Gobi Methi Pakoda or Cauliflower Fenugreek Pakoda is an Indian snack prepared by deep frying the mixture of Gobi, Methi and besan along with few spices such as Red Chilli Powder and Turmeric Powder. First Gram Flour (Besan) mixture is prepared by adding together Gram Flour, Turmeric Powder, Red Chilli Powder, Chopped Methi Leaves, Chopped Chilli and Salt with water. Methi Leaves are chopped into small pieces and mixed into the Besan. One thing we must keep in mind that the quantity of methi leaves should be appropriate so that the pakodas doesn’t become bitter on addition of more methi leaves. Water is added little by little to attain the right consistency so that the Cauliflower (Gobi) pieces can hold the Besan paste within itself firmly. Gobi pieces is then added into the paste and mixed properly so that the Gobi pieces are coated with the besan. It is kept aside for 5 minutes so that the besan paste completely coats the gobi pieces. Gobi pieces are then fried in oil to make crispy and crunchy Gobi Methi Pakodas.

(Dataset entries)
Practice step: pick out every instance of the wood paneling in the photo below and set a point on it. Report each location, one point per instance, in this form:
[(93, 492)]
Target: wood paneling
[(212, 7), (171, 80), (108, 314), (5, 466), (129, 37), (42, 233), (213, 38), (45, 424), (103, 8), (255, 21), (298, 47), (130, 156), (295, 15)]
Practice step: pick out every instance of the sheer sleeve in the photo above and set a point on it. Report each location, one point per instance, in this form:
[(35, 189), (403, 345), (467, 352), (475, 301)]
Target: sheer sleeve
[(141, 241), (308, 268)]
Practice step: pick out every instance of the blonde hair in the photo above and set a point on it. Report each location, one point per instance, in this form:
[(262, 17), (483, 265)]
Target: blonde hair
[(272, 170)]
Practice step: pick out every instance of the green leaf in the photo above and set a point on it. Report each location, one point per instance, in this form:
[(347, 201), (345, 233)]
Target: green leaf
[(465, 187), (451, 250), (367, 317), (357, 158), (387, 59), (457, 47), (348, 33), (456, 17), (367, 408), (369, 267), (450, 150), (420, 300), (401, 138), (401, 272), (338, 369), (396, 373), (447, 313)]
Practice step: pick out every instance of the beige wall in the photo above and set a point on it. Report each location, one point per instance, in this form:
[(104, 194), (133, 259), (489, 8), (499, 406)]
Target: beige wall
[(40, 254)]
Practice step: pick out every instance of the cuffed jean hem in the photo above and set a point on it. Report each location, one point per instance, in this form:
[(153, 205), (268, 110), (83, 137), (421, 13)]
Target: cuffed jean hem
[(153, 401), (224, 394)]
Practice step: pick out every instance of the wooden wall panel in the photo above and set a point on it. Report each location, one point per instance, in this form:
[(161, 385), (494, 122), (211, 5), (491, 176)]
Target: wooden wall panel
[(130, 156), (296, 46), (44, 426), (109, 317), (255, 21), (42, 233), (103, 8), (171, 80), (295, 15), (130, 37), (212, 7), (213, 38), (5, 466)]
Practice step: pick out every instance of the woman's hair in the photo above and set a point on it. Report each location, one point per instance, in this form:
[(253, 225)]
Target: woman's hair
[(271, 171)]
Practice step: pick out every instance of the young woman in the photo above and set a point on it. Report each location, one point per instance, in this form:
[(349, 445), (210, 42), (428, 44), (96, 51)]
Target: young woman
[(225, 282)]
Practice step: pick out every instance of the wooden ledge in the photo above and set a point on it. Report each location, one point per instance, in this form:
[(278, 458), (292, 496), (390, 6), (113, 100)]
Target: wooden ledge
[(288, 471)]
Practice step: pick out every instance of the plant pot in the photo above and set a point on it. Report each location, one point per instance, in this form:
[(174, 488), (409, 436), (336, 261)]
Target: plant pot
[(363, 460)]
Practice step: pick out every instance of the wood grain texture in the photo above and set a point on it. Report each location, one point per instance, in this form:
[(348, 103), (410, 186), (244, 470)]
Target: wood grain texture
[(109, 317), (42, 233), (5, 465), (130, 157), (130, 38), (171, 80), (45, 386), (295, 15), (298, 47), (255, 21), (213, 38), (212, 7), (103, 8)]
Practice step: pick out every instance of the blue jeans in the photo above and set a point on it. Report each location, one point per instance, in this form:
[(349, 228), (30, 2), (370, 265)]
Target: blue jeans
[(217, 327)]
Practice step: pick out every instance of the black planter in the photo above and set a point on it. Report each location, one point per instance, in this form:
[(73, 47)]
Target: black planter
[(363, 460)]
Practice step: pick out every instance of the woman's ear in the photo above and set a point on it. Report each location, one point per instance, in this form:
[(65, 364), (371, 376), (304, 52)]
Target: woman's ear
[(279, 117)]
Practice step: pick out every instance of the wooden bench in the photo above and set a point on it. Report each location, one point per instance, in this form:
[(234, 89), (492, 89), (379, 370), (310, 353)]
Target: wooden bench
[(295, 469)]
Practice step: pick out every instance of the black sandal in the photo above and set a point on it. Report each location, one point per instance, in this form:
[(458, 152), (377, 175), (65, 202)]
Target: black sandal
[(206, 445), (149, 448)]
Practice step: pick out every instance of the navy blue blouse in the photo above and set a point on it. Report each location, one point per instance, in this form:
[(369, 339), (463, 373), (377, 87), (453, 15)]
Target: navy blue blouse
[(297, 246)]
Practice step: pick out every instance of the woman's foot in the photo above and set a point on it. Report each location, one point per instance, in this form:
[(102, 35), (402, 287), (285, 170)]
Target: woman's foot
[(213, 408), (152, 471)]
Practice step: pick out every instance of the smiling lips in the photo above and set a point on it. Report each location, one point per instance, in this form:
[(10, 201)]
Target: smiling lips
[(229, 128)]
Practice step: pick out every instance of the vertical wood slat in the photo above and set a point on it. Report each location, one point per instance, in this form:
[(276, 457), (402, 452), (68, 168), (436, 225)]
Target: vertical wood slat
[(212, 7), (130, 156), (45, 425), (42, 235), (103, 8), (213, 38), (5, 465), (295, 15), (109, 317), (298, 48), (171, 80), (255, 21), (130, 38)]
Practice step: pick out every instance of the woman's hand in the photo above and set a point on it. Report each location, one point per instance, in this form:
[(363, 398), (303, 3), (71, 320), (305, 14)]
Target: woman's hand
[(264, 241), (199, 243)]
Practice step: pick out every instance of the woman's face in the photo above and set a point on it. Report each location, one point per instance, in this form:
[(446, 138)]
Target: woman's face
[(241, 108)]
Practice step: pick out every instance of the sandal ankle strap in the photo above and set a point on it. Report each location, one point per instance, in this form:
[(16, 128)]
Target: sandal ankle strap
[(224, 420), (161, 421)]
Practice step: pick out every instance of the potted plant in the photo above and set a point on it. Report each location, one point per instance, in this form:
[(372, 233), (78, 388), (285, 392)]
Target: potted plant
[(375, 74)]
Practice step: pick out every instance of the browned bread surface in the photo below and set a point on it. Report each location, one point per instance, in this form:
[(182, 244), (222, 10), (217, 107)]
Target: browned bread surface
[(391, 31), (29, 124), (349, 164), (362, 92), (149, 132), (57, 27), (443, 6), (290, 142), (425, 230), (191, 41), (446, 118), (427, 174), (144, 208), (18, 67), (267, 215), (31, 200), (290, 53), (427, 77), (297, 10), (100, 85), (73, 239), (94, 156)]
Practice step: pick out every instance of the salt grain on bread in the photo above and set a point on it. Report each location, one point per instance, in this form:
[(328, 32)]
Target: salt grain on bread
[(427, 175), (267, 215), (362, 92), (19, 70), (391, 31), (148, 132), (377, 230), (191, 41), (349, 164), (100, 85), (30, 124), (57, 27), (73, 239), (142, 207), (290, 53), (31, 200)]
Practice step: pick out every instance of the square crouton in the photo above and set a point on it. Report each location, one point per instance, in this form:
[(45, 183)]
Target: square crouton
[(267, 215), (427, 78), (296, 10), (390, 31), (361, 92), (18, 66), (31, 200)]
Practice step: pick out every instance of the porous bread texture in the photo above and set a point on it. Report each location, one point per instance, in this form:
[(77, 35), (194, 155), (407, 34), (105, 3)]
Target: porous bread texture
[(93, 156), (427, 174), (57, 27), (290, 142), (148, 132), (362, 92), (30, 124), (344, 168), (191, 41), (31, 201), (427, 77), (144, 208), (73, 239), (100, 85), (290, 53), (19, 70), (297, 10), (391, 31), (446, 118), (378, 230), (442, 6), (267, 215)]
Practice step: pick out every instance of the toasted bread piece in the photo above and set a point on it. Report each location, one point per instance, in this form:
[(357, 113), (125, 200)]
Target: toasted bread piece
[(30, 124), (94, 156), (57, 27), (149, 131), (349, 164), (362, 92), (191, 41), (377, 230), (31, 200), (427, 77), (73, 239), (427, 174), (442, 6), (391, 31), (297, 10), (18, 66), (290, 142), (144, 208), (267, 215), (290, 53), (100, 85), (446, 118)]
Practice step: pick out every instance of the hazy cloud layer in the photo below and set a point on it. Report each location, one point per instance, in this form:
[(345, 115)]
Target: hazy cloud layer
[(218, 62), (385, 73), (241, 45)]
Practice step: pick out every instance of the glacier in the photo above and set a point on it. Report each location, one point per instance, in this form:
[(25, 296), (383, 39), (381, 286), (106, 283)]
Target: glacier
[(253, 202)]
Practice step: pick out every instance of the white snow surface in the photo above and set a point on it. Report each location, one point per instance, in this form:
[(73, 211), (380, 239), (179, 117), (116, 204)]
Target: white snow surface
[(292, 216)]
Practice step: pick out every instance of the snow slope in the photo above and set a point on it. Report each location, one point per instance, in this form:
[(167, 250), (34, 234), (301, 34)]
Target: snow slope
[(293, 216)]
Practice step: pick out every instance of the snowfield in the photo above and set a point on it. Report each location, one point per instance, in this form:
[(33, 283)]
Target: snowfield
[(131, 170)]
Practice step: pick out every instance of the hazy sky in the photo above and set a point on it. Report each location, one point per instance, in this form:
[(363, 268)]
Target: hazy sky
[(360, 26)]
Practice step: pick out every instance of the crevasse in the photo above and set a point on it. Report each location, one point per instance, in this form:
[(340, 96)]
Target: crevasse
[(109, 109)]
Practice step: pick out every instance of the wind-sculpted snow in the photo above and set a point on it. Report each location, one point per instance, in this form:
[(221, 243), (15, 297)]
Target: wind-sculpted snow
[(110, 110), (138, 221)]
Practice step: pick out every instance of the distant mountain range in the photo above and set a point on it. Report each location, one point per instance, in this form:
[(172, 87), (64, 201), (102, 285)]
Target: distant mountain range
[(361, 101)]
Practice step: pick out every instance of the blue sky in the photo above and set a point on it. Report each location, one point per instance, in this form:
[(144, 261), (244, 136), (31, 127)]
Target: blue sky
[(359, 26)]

■ REQUIRED WORK ■
Decide whether each statement agrees with the pakoda passage, answering yes or no and quoting the words of the passage that settle it: 1. The coated gobi pieces are left to rest for 5 minutes before frying. 2. All of the water is poured into the besan at once. 3. Adding more methi leaves can make the pakodas bitter. The dataset entries are separate material, apart from the pakoda passage.

■ FULL ANSWER ■
1. Yes: "It is kept aside for 5 minutes so that the besan paste completely coats the gobi pieces."
2. No: "Water is added little by little to attain the right consistency"
3. Yes: "the quantity of methi leaves should be appropriate so that the pakodas doesn’t become bitter on addition of more methi leaves."